(Beginning of Records to process)

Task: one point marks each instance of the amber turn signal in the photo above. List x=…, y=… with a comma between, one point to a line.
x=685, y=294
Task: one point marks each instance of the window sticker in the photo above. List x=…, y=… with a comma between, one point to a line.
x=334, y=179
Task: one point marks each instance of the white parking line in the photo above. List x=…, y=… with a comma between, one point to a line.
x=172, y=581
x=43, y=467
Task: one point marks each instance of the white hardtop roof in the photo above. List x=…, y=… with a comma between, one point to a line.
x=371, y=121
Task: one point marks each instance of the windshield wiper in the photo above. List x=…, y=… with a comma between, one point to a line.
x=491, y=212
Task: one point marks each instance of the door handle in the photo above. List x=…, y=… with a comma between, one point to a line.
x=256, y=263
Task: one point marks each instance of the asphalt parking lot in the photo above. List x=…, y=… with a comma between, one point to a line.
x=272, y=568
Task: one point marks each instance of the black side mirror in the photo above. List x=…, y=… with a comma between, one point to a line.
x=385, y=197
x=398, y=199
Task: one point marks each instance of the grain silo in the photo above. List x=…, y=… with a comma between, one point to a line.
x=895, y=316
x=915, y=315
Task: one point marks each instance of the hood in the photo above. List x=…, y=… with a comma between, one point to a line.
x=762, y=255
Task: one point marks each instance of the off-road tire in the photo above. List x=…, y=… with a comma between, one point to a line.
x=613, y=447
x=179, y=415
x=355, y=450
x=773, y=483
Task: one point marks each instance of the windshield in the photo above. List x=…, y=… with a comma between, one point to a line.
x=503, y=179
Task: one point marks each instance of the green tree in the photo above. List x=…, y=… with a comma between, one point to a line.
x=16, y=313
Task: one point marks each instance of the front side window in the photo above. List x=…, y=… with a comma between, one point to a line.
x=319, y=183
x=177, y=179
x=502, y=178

(End of Records to process)

What this task involves:
Copy exactly the line that contains "Task: one point marks each instance of the black" and every line after it, up to and including the last line of the records.

Output of the task:
Task: one point marks each instance of the black side mirror in the photo above. List x=…, y=… with a comma between, one point to a line.
x=385, y=197
x=398, y=199
Task: one point marks each instance of the grain silo in the photo above. List x=…, y=… with a comma between, one point to a line.
x=895, y=316
x=915, y=315
Task: one point marks each instance of the hood in the photo above. List x=…, y=… with a comma between, one point to a line.
x=762, y=255
Task: one point marks each instance of the off-road tire in the photo above. List x=…, y=… with a comma between, one point to a line.
x=613, y=447
x=179, y=415
x=355, y=450
x=773, y=483
Task: one point marks each instance of the windshield in the photo above. List x=…, y=… with a comma between, one point to a line.
x=503, y=179
Task: one point marks each instance of the green tree in the photo above. List x=…, y=… with a comma between, one point to a line.
x=16, y=313
Task: one point marks each instance of the front side window in the photo above. List x=…, y=… with a comma between, one point to a line.
x=319, y=183
x=177, y=179
x=502, y=178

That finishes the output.